» **THE PROBLEM**
In the mailing list reply below, list what each numbered point in the quoted message from Boblitz John reports.

» **EXTRACT PROVIDED**
--

Re: Unable to Connect to DB Instance - Mailing list pgsql-general

From Adrian Klaver
Subject Re: Unable to Connect to DB Instance
Date
Msg-id 9e42f409-2e90-636a-772d-9ea6ca34d25a@aklaver.com
Whole thread Raw
In response to Unable to Connect to DB Instance  (Boblitz John <john.boblitz@bertschi.com>)
List pgsql-general
On 07/04/2018 04:08 AM, Boblitz John wrote:

> 
>     Good Morning,
> 
>     Beginning yesterday morning, users have been unable to fully connect
>     to our DB Instance.
> 
>     1.At the time of the initial report – I was connected to the DB via
>     pgAdmin and could perform queries without problem.
> 
>     2.Users reported messages similar to “could not open file
>     "global/11801": No such file or directory”
> 
>     3.At that time, connection logging was turned off and there were no
>     messages in the log files.

--

» **DATASET EXTRACT**
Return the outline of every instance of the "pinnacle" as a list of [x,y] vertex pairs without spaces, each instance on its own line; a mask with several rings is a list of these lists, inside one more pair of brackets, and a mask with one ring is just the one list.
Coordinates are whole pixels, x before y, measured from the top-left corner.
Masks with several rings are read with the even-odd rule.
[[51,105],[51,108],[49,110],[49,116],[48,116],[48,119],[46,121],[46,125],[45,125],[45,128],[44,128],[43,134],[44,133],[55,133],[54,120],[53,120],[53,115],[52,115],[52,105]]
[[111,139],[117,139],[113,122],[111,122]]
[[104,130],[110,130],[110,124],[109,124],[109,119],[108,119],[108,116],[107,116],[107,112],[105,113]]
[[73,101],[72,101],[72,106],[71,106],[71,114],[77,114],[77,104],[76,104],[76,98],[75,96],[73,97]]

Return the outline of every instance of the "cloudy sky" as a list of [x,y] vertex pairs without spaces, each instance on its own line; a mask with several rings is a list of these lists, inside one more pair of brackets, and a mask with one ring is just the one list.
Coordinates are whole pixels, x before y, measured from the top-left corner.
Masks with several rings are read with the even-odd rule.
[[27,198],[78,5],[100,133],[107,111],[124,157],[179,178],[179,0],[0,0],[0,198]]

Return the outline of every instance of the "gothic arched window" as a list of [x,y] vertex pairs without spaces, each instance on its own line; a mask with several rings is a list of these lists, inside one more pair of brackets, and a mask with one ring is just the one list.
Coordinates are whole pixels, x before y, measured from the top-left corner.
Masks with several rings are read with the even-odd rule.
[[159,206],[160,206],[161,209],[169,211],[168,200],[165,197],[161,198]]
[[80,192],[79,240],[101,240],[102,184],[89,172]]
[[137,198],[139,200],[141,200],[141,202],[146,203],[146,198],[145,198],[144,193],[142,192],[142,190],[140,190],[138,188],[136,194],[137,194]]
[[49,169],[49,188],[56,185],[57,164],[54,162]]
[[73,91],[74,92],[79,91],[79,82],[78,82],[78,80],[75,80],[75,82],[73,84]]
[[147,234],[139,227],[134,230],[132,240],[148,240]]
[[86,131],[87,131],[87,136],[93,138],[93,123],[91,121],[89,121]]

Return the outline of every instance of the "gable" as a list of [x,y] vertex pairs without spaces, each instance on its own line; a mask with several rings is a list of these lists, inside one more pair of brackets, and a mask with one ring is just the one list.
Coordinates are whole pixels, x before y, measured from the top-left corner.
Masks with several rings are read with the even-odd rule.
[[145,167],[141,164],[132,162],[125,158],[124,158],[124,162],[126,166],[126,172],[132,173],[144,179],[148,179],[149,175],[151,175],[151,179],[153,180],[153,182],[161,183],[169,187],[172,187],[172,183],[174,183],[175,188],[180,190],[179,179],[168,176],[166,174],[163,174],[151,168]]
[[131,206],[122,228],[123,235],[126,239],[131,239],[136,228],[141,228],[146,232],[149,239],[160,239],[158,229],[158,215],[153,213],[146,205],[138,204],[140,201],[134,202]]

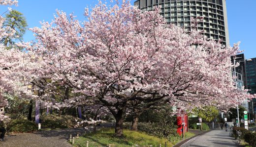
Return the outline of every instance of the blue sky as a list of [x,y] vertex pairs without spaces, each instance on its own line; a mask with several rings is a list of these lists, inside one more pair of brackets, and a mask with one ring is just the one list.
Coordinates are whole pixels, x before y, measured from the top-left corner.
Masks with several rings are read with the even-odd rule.
[[[107,2],[109,0],[106,0]],[[131,0],[132,4],[135,0]],[[241,41],[240,48],[244,50],[247,59],[256,57],[256,0],[226,0],[228,29],[230,45]],[[23,13],[26,17],[29,27],[40,26],[40,21],[51,22],[55,10],[63,10],[67,14],[73,12],[80,21],[85,20],[84,8],[97,3],[97,0],[19,0],[19,6],[11,6]],[[1,14],[7,7],[0,7]],[[25,41],[34,39],[32,33],[27,31]]]

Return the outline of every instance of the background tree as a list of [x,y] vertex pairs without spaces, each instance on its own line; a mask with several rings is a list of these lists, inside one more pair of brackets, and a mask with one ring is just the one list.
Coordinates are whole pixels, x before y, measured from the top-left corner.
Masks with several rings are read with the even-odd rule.
[[179,114],[205,105],[224,109],[255,97],[235,88],[229,75],[239,44],[225,48],[195,30],[188,33],[167,24],[160,10],[141,13],[128,0],[112,7],[100,1],[82,24],[58,11],[52,22],[33,28],[36,41],[22,45],[37,61],[32,74],[53,81],[42,98],[56,92],[58,81],[77,94],[67,103],[107,108],[121,136],[134,100],[168,101]]
[[10,28],[10,30],[14,30],[15,32],[12,36],[7,36],[1,38],[0,43],[3,43],[7,49],[17,47],[15,45],[15,41],[23,41],[27,26],[28,24],[23,14],[15,10],[11,10],[5,15],[3,27]]
[[[239,106],[239,119],[241,120],[244,117],[244,111],[246,111],[246,109],[242,106]],[[227,114],[229,116],[229,121],[232,119],[236,119],[237,118],[237,109],[236,108],[231,108],[228,110]]]

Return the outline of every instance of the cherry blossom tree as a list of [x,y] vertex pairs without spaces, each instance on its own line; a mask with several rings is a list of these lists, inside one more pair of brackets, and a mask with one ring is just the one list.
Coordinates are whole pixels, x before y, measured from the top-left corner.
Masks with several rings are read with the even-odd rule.
[[179,113],[205,105],[228,109],[254,97],[235,88],[230,75],[239,44],[226,48],[195,30],[186,32],[159,12],[142,13],[128,0],[112,7],[100,1],[81,23],[57,10],[51,23],[32,29],[36,42],[20,45],[38,59],[36,76],[51,79],[45,98],[57,94],[58,82],[70,88],[66,102],[107,107],[117,136],[127,109],[140,104],[168,102]]

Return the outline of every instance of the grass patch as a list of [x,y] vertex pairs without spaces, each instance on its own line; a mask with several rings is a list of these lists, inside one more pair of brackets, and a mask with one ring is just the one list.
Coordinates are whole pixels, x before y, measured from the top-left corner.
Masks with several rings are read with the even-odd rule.
[[[103,133],[102,132],[103,130]],[[178,141],[177,139],[171,144],[166,139],[160,139],[154,136],[151,136],[145,133],[124,130],[124,136],[122,138],[116,138],[114,136],[114,129],[105,128],[97,131],[96,133],[89,133],[79,139],[75,139],[74,147],[86,147],[86,142],[89,141],[89,147],[106,147],[109,144],[111,147],[131,147],[137,145],[140,147],[159,147],[161,144],[164,147],[164,143],[167,142],[167,147],[172,147]],[[193,136],[194,134],[191,133],[187,133],[187,137]],[[177,138],[177,137],[176,137]]]

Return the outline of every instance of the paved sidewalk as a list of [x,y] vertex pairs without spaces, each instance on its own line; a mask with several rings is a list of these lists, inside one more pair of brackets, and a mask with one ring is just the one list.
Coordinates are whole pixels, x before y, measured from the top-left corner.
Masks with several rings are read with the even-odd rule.
[[181,147],[243,147],[235,143],[236,140],[230,137],[229,131],[224,130],[216,129],[199,135],[192,138],[183,145]]
[[[112,124],[105,123],[97,128],[102,126],[110,127]],[[92,131],[92,127],[87,130],[87,132]],[[81,135],[84,133],[84,129],[80,127],[7,135],[4,142],[0,142],[0,147],[71,147],[68,143],[70,135],[76,137],[77,133]]]

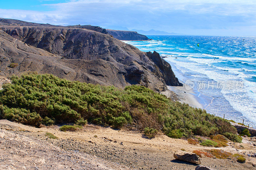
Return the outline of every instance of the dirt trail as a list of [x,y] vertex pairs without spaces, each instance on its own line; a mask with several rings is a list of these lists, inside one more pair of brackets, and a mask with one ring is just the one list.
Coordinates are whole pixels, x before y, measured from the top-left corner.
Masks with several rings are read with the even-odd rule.
[[[101,161],[103,163],[101,165],[104,168],[108,167],[106,165],[107,163],[108,164],[107,165],[109,165],[108,167],[111,167],[114,169],[127,169],[126,167],[128,167],[134,169],[194,170],[197,165],[174,159],[173,157],[174,152],[182,148],[189,152],[196,150],[203,151],[212,148],[199,145],[193,145],[188,144],[186,140],[172,139],[165,135],[159,136],[149,139],[144,137],[140,133],[122,130],[116,130],[109,128],[92,125],[86,125],[81,130],[73,132],[60,131],[59,130],[59,127],[57,126],[51,128],[37,128],[4,120],[0,120],[0,125],[3,129],[7,129],[4,130],[14,133],[18,132],[20,133],[20,135],[34,138],[34,140],[44,144],[44,146],[49,146],[48,145],[49,144],[52,145],[52,147],[54,148],[56,147],[60,148],[58,149],[62,152],[64,152],[65,151],[66,152],[65,152],[66,155],[71,153],[70,154],[73,154],[72,155],[75,155],[74,157],[78,159],[75,160],[74,159],[75,162],[78,161],[78,165],[80,162],[82,162],[79,158],[82,159],[81,155],[86,154],[91,159],[97,158],[100,159],[99,160],[105,160]],[[9,130],[8,128],[11,128],[8,127],[12,127],[11,128],[16,130]],[[46,132],[53,134],[59,139],[48,138],[45,136]],[[0,139],[2,139],[0,138]],[[243,145],[243,148],[244,148],[243,150],[239,149],[240,144]],[[218,149],[223,149],[233,153],[237,153],[238,151],[238,153],[241,153],[245,152],[245,151],[246,153],[255,153],[256,151],[255,148],[248,143],[234,144],[232,143],[228,146]],[[18,150],[20,148],[16,149]],[[3,149],[1,148],[1,149],[2,151],[0,152],[3,153]],[[24,149],[22,148],[22,150]],[[28,149],[26,152],[29,153],[32,152],[33,150]],[[12,153],[12,155],[17,155],[14,152]],[[47,153],[50,155],[56,154],[52,150],[47,151]],[[40,153],[39,152],[38,154],[40,154]],[[9,154],[12,153],[10,152]],[[45,156],[47,155],[46,153],[44,154]],[[65,155],[66,155],[63,154],[64,156],[63,156],[63,159],[58,159],[58,163],[60,164],[61,163],[63,164],[63,161],[64,164],[67,163],[65,160],[66,158]],[[78,156],[76,156],[77,154]],[[36,155],[35,156],[37,156]],[[246,158],[246,162],[244,164],[238,163],[235,159],[220,159],[203,157],[201,158],[201,161],[202,165],[218,170],[255,169],[251,163],[256,162],[256,158],[248,157]],[[48,159],[49,157],[44,158],[45,161],[51,161],[52,163],[54,162],[54,160],[49,160]],[[7,161],[6,160],[4,161]],[[21,162],[19,162],[21,165],[23,165],[23,166],[26,166],[24,164],[21,163]],[[66,166],[66,168],[63,168],[63,169],[70,169],[72,166],[69,166],[69,165],[77,165],[72,161],[67,164],[68,166]],[[116,165],[116,166],[114,165]]]
[[8,78],[0,76],[0,89],[2,88],[3,84],[11,83],[11,80]]

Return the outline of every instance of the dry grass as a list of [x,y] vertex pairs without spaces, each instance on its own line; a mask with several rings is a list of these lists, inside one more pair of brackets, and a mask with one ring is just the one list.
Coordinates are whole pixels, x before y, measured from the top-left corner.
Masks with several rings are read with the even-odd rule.
[[228,139],[223,135],[218,134],[211,137],[212,140],[218,143],[216,147],[225,147],[228,146],[227,143]]
[[210,152],[213,155],[219,159],[227,159],[232,155],[232,154],[230,152],[219,149],[211,149]]
[[188,139],[188,142],[189,144],[194,145],[196,145],[196,144],[199,143],[198,141],[193,139]]
[[19,64],[18,63],[11,63],[11,64],[9,65],[8,67],[10,68],[14,68],[14,67],[16,67],[18,66],[19,65]]
[[213,156],[210,153],[207,152],[204,152],[201,151],[198,151],[197,150],[195,150],[193,151],[193,153],[195,153],[200,158],[202,157],[202,155],[204,155],[206,157],[208,158],[213,158]]

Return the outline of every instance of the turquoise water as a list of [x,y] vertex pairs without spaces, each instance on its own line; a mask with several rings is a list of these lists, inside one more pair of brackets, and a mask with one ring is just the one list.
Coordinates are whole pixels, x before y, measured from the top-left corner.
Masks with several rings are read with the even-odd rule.
[[[144,51],[156,51],[208,113],[256,127],[256,37],[148,35],[151,41],[123,41]],[[199,43],[199,47],[197,45]],[[203,88],[203,85],[204,87]]]

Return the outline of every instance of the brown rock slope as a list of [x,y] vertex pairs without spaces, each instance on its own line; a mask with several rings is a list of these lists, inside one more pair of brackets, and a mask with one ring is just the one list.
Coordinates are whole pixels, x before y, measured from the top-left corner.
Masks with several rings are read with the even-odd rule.
[[[33,71],[119,87],[140,84],[158,91],[166,85],[182,85],[157,53],[142,52],[110,35],[44,26],[3,25],[1,30],[12,37],[0,33],[4,76]],[[11,63],[18,66],[8,67]]]
[[33,22],[24,21],[17,19],[0,18],[0,25],[19,25],[29,26],[44,26],[51,27],[63,27],[83,28],[97,31],[101,33],[109,34],[113,37],[120,40],[145,41],[149,39],[147,36],[138,33],[137,32],[132,31],[120,31],[109,29],[106,29],[99,26],[92,26],[91,25],[81,26],[63,26],[52,25],[49,24],[39,24]]

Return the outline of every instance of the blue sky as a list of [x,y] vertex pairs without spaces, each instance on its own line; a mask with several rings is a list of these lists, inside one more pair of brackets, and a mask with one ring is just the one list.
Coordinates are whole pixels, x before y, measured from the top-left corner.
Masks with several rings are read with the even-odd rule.
[[0,0],[0,18],[199,35],[256,36],[255,0]]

--

» **OUTPUT FOR THIS EXERCISE**
1. When the problem was first reported, the writer was connected to the DB through pgAdmin and could run queries without trouble.
2. Users got messages similar to "could not open file "global/11801": No such file or directory".
3. Connection logging was turned off at that time, and the log files had no messages.